[Lines of data]

::::::

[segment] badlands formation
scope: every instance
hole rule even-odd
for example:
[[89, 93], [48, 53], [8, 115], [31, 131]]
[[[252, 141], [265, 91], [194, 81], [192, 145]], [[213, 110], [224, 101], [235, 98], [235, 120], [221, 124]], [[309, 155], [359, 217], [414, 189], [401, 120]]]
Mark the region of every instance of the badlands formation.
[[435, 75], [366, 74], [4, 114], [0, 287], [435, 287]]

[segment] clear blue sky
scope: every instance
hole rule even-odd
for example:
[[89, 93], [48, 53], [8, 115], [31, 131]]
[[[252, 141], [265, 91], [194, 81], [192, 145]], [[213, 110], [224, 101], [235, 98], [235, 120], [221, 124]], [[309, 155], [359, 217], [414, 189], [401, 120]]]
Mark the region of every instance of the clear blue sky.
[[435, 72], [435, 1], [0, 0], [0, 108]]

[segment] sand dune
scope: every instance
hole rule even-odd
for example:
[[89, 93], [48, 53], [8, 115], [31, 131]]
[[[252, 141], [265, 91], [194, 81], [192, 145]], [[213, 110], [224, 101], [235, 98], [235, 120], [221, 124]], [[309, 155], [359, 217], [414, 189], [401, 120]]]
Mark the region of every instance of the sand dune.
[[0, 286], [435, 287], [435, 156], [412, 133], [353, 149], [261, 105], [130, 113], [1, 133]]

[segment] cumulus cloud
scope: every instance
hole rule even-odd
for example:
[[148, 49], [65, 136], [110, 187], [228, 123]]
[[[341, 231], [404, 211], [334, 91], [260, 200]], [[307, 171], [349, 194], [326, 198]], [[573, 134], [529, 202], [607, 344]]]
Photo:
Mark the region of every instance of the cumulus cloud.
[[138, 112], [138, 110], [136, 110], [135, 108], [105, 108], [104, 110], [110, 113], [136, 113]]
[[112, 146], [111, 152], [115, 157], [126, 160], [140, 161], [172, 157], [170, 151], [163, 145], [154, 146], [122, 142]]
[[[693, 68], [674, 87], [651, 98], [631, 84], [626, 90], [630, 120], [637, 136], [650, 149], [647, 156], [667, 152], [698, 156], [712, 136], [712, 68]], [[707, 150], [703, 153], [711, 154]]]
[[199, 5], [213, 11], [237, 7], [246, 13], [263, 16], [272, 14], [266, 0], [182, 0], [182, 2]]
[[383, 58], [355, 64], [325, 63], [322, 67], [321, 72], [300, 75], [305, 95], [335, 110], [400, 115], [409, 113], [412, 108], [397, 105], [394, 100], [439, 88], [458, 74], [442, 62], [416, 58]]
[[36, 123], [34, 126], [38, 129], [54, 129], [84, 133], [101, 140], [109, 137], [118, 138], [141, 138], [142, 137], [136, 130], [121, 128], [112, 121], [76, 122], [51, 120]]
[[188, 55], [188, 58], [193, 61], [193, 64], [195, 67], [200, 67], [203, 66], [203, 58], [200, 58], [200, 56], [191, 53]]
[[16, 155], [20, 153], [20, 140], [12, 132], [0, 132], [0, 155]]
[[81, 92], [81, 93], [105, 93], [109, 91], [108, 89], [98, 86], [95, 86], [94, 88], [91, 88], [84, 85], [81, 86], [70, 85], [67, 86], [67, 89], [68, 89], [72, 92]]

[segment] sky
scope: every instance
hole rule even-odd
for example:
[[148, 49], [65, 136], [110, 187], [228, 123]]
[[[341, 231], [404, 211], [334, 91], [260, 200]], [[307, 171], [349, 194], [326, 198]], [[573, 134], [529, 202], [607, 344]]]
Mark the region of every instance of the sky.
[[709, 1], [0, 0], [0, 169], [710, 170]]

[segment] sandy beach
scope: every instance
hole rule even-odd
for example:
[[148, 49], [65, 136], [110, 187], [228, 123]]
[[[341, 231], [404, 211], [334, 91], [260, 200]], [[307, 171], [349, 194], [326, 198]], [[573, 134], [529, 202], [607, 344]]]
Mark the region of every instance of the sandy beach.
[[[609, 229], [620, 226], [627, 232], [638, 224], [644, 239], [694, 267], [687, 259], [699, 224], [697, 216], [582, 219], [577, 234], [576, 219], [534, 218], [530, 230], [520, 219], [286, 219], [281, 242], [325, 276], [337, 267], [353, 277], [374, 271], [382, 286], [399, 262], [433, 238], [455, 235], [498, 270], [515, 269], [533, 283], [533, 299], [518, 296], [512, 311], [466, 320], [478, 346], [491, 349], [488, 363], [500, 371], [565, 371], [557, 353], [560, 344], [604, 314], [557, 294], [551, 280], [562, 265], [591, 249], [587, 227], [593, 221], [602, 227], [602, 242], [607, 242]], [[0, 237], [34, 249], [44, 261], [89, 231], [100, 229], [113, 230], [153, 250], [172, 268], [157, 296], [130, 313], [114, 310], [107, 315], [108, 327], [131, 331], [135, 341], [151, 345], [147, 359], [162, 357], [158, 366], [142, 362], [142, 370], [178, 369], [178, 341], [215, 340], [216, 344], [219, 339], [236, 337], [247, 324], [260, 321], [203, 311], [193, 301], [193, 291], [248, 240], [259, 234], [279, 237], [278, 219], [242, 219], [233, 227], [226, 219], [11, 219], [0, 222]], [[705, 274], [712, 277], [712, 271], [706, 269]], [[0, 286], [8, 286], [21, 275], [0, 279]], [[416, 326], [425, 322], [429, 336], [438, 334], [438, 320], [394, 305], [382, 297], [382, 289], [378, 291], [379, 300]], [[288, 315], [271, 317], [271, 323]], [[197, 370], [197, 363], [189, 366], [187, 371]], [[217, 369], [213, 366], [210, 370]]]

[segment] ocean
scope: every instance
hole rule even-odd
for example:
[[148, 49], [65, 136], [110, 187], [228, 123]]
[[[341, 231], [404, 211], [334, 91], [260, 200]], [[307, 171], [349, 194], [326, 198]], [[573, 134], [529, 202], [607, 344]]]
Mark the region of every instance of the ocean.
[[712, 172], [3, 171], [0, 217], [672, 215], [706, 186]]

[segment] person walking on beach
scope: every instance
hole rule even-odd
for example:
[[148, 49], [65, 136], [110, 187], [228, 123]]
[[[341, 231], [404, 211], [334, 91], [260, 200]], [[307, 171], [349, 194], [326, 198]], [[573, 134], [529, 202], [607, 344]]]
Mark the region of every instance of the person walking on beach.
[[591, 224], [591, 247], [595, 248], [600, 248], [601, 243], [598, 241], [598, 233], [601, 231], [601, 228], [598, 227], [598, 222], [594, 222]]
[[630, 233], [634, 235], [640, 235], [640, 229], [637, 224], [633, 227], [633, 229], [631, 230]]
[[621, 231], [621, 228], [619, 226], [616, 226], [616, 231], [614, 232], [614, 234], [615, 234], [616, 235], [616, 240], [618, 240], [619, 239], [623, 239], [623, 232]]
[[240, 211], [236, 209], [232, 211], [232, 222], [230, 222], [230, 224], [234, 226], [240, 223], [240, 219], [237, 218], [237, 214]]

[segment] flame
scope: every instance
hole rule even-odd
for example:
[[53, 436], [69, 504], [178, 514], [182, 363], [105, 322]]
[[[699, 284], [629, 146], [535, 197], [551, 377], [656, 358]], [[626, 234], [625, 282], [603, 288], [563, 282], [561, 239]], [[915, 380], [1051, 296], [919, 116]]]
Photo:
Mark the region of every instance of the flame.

::::::

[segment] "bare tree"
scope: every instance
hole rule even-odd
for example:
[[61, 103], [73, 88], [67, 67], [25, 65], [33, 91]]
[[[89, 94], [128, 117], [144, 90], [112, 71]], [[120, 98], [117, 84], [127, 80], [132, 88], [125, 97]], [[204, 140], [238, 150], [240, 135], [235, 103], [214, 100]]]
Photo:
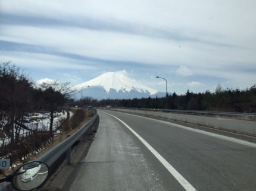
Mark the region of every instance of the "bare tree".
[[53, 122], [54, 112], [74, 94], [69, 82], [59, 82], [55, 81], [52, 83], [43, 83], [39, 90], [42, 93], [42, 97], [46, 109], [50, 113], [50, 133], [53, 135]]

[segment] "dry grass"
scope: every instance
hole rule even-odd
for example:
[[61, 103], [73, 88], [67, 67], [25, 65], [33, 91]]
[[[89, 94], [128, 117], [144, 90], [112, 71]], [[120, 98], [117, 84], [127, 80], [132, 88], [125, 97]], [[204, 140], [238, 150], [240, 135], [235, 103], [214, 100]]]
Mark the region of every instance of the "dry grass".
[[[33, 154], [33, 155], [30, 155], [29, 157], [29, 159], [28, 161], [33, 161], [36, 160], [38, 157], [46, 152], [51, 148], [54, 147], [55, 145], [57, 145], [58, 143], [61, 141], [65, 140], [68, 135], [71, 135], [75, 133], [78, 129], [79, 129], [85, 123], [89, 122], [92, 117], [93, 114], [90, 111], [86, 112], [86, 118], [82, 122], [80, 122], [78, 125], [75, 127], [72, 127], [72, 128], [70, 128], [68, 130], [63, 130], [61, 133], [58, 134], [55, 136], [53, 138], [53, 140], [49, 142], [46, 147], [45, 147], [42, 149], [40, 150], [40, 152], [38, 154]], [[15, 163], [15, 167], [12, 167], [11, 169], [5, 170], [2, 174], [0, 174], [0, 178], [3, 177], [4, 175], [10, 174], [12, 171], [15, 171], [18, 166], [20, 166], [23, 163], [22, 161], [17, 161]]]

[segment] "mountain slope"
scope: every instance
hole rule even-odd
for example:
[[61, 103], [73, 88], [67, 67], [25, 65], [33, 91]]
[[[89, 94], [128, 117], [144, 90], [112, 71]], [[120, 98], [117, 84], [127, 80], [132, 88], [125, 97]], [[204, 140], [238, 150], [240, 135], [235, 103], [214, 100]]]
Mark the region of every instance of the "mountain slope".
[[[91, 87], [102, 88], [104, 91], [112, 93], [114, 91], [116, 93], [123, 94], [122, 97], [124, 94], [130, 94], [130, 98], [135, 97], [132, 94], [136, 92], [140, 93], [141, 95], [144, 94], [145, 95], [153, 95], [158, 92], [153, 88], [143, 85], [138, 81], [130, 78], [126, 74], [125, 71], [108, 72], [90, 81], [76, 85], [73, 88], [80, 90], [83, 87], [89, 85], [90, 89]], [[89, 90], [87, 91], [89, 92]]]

::::::

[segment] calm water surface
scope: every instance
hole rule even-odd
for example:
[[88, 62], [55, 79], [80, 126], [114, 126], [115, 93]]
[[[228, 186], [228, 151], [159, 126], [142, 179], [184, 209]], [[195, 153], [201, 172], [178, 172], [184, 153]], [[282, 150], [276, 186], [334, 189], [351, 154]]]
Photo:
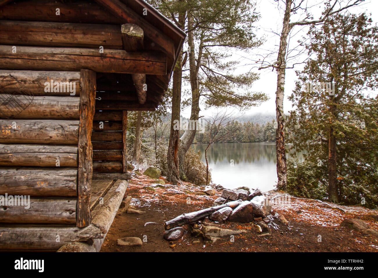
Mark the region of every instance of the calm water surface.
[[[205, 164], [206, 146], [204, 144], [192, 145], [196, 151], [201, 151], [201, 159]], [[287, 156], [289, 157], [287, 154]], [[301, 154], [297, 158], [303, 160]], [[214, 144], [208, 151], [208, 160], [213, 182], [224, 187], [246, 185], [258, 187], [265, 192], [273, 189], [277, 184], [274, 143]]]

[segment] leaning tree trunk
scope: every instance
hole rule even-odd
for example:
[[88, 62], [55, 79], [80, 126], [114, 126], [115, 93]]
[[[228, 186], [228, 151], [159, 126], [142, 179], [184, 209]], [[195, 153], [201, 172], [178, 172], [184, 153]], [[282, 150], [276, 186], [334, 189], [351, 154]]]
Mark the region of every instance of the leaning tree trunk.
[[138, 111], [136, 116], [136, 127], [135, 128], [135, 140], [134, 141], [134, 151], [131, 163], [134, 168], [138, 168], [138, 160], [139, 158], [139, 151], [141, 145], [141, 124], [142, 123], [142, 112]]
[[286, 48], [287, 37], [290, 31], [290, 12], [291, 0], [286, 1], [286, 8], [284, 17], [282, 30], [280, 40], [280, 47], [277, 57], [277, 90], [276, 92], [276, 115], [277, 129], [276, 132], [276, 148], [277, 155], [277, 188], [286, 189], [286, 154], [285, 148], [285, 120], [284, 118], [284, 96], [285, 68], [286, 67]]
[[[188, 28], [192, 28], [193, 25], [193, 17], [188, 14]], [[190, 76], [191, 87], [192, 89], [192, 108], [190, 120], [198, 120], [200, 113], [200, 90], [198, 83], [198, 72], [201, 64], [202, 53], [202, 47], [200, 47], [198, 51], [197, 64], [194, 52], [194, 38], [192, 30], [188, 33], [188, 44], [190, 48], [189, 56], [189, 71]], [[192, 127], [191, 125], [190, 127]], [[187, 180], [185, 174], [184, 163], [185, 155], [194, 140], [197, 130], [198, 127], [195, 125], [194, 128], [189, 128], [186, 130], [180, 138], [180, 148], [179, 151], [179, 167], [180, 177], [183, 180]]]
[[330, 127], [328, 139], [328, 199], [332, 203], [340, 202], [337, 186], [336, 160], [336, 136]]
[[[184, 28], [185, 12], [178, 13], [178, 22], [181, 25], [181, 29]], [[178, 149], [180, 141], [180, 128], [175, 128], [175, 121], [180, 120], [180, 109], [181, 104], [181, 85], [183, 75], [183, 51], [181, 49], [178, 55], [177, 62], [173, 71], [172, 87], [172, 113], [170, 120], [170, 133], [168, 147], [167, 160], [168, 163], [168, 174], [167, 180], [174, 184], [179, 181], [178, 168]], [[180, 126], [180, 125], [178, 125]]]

::::::

§ **GOAL**:
Find each line in the records that contains the string "formation", and copy those lines out in full.

§ **FINISHED TASK**:
[segment] badlands formation
Mark the region of every instance of the badlands formation.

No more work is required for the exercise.